§ EXERCISE INSTRUCTIONS
What is needed is a copy of each line in the listing below that contains "above".
═══ SUPPLIED RECORDS ═══
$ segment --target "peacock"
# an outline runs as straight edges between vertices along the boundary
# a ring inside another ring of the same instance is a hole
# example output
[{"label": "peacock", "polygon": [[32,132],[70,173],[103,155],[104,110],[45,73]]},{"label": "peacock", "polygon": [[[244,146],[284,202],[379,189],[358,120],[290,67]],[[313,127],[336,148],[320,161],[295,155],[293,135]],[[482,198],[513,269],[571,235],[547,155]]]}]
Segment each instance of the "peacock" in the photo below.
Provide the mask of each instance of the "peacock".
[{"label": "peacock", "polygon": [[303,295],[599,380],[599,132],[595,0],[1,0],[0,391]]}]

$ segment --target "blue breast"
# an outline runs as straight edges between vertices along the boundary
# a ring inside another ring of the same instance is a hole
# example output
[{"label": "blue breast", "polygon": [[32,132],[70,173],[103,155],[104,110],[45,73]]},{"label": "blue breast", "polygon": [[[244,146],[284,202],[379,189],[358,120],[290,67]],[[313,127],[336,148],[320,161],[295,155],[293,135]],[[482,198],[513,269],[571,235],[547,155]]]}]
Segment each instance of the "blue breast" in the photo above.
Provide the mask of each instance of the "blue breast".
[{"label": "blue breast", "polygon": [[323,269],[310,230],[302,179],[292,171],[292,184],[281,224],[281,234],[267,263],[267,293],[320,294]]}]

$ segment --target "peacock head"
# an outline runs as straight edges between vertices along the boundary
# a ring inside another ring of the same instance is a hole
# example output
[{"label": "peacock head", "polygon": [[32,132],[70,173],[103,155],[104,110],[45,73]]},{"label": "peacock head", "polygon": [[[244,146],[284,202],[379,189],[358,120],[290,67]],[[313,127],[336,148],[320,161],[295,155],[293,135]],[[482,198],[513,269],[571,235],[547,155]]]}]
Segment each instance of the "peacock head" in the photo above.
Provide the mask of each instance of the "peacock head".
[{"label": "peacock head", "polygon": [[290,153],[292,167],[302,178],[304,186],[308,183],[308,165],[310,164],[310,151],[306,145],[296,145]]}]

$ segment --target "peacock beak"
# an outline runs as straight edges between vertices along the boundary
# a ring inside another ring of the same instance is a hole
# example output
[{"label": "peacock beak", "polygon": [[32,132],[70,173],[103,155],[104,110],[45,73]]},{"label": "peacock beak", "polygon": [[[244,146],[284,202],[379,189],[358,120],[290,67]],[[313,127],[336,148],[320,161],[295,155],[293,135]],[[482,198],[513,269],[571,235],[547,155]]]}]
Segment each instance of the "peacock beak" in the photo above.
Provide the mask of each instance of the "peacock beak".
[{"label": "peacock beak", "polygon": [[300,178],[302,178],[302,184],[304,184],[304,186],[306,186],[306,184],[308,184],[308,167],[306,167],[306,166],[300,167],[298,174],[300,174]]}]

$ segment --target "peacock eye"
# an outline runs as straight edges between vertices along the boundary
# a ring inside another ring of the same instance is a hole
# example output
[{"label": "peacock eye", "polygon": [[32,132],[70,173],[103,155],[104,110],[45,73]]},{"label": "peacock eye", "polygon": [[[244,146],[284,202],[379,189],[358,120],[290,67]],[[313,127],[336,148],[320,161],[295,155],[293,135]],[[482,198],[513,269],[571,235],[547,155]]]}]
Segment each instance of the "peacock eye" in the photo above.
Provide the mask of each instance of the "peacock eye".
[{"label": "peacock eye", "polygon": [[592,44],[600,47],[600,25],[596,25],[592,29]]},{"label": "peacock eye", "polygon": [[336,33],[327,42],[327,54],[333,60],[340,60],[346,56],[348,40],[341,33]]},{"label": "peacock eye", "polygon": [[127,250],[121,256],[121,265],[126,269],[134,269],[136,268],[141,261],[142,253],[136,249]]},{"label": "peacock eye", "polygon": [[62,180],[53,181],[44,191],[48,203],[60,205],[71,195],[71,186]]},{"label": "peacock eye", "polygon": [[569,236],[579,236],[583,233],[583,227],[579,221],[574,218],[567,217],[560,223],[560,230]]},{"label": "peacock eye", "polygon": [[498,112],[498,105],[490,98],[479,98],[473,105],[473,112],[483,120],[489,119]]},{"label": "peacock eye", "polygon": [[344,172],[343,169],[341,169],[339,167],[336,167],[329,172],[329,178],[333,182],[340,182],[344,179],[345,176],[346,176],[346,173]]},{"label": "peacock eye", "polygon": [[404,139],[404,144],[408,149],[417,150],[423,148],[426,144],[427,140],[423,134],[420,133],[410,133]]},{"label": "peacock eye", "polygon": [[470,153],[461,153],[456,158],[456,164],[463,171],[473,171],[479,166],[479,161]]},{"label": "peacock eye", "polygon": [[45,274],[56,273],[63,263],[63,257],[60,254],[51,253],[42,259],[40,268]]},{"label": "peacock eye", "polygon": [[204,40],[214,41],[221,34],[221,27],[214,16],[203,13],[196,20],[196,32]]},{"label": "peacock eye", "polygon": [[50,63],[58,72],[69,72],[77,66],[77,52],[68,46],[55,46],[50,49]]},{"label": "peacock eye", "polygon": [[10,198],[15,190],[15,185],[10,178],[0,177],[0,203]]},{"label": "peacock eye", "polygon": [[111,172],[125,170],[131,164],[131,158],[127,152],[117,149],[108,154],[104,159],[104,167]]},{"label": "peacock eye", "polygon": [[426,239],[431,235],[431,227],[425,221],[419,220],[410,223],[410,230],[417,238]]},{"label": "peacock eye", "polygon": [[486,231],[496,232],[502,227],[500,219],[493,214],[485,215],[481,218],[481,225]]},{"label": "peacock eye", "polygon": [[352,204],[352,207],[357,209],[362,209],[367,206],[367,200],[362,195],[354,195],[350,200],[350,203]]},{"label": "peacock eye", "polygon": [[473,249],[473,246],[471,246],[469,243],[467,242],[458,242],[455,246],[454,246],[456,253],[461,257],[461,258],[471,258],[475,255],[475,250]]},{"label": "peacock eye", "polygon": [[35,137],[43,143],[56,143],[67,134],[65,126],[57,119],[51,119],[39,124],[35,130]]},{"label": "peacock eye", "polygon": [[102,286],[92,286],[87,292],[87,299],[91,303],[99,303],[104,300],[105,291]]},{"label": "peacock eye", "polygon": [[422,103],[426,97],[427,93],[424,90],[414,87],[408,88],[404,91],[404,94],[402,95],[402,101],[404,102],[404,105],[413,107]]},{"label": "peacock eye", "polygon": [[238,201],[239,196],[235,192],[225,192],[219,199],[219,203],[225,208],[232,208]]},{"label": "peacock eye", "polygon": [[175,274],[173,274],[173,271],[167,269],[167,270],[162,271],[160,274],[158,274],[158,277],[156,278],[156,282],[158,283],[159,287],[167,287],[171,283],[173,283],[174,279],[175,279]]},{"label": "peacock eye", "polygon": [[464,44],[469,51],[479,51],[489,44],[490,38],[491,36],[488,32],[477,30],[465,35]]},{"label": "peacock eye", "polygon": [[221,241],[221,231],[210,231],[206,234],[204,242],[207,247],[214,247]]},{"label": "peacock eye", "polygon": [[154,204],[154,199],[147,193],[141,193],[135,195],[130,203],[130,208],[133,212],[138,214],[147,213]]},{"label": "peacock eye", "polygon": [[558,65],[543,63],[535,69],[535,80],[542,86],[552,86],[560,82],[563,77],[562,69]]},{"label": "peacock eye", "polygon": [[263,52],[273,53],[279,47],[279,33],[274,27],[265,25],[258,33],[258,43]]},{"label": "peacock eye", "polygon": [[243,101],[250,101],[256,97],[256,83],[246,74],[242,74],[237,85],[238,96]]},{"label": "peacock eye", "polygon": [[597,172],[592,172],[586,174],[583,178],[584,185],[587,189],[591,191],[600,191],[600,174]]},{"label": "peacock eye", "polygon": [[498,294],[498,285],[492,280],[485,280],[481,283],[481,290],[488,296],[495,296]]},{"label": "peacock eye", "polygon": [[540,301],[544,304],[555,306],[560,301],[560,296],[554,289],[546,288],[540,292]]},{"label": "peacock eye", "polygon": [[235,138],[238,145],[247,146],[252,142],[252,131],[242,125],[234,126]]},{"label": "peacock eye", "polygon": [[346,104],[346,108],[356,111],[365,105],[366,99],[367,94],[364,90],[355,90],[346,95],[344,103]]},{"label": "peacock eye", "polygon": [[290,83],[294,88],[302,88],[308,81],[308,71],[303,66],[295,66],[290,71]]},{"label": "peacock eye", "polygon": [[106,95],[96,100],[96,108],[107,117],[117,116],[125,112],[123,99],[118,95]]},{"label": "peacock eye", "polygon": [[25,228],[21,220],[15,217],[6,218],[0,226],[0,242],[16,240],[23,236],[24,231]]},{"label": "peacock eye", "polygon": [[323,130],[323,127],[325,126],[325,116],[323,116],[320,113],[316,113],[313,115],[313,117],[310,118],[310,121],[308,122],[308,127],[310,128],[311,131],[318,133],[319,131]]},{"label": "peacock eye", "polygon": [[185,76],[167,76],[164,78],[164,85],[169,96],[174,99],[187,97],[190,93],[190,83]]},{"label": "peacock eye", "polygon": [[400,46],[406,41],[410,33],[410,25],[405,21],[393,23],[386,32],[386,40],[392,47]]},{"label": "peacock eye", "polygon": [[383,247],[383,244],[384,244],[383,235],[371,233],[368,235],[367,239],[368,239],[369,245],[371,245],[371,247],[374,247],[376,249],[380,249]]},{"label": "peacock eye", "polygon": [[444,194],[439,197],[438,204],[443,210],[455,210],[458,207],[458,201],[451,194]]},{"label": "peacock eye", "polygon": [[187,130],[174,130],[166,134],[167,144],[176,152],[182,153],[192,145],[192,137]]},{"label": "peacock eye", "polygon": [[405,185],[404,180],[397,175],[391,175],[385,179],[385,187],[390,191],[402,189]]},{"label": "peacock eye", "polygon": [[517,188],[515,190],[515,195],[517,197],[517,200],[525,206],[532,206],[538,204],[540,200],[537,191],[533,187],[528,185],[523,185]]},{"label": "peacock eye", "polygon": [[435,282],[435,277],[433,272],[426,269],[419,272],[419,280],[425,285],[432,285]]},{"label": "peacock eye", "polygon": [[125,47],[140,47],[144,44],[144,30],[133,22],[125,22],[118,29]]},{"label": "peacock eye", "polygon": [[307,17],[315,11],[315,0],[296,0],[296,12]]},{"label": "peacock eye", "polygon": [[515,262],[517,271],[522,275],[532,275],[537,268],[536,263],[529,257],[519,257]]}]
═══
§ SOLVED PROBLEM
Segment each instance of the "blue breast" in the photo above.
Segment each instance of the "peacock head" in the photo above.
Segment each instance of the "peacock beak" in the photo above.
Segment each instance of the "peacock eye" in the photo above.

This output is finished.